» Défi
Indiquez si le texte sur Robert Aldrich confirme chacune des affirmations ci-dessous. Répondez par oui ou par non et citez mot pour mot les termes du texte qui tranchent.
1. Robert Aldrich a travaillé avec Charlie Chaplin sur LES FEUX DE LA RAMPE.
2. Robert Aldrich a obtenu le « final cut » pour DEUX FILLES AU TAPIS.
3. ATTAQUE est sorti en 1954.

» Passage du texte
----
En quatrième vitesse
Issu d’un milieu familial richissime et politiquement influent, Robert Aldrich s’en éloigne rapidement et devient un petit employé des studios RKO au début des années quarante. Après guerre, il est un assistant réalisateur réputé et travaille avec de grands cinéastes américains, notamment avec des personnalités considérées comme très « à gauche » (des « lefties » qui seront pour certains persécutés quelques années plus tard pour rapprochement avec l’idéologie communiste) : Abraham Polonsky, Joseph Losey, Jules Dassin ou Charlie Chaplin (pour LES FEUX DE LA RAMPE, 1952). Après un court passage à la télévision, Robert Aldrich signe son premier film en 1953 puis réalise en deux ans une série de longs-métrages à la fois puissants et modernes qui lui vaudront d’être remarqué dans son pays et acclamé comme un génie en France : BRONCO APACHE (1954), VERA CRUZ (idem), EN QUATRIEME VITESSE (1955), LE GRAND COUTEAU (idem), ATTAQUE (1956). Ce dernier titre très antimilitariste vaut finalement au réalisateur déjà soupçonné de « gauchisme » de ne plus trouver de travail et de devoir s’exiler quelques temps en Europe. Dans les années soixante, la carrière de Robert Aldrich connaîtra à nouveau quelques succès fulgurants (QU’EST-IL ARRIVE A BABY JANE ?, 1962 ; LES DOUZE SALOPARDS, 1967) mais surtout beaucoup d’échecs publics et critiques. Cette tendance ira s’accentuant dans les années soixante-dix où malgré de grands films (FUREUR APACHE, 1972 ; L’ULTIMATUM DES TROIS MERCENAIRES, 1977), le réalisateur franc-tireur sera surtout confronté à l’incompréhension de ses producteurs et au mépris quasi-général de la critique (française incluse…). Il mourra peu de temps après son dernier effort, la superbe chronique douce-amère DEUX FILLES AU TAPIS (1981) pour laquelle il n’aura bien sûr pas droit au « final cut ».
----
» Lignes enregistrées
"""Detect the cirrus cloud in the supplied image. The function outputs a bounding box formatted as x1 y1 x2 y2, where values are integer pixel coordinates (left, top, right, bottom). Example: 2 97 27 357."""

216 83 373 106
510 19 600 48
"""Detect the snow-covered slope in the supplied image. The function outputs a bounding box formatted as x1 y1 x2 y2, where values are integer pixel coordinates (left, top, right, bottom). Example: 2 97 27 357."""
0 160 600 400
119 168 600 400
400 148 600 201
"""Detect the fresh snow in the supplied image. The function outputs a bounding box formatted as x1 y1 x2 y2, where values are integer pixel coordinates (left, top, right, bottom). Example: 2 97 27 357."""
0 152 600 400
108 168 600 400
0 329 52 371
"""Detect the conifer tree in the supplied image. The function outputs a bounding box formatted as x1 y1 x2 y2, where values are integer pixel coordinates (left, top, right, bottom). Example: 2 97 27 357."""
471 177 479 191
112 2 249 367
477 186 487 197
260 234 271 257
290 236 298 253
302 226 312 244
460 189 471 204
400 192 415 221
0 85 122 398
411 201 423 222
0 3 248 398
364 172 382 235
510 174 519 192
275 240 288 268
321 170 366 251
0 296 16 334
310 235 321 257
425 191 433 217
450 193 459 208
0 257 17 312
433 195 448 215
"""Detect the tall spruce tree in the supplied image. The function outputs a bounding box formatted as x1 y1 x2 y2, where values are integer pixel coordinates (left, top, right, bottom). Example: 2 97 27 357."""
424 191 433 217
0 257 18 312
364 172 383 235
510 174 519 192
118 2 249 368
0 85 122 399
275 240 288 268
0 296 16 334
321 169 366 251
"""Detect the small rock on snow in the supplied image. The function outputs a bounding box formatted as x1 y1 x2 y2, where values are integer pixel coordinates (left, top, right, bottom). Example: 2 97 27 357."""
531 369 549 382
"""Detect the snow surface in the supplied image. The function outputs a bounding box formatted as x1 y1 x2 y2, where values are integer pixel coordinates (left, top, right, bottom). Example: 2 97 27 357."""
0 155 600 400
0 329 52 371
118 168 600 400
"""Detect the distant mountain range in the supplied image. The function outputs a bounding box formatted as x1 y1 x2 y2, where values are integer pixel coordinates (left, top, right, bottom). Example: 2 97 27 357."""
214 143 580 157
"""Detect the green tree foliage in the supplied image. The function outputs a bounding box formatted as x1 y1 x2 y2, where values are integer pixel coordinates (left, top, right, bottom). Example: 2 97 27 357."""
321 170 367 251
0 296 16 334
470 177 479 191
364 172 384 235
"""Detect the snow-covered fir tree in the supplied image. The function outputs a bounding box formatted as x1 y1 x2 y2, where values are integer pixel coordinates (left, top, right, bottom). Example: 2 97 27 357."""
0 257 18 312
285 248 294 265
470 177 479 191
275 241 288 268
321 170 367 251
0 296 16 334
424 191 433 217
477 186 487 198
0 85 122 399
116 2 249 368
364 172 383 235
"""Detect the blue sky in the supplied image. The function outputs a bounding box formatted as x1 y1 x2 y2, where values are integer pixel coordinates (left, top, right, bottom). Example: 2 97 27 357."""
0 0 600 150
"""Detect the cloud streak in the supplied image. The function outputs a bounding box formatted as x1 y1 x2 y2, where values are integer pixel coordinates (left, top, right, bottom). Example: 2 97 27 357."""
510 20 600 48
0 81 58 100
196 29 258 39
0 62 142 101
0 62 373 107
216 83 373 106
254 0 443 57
----
» Problème résolu
1. Oui : « Charlie Chaplin (pour LES FEUX DE LA RAMPE, 1952) »
2. Non : « pour laquelle il n’aura bien sûr pas droit au « final cut » »
3. Non : « ATTAQUE (1956) »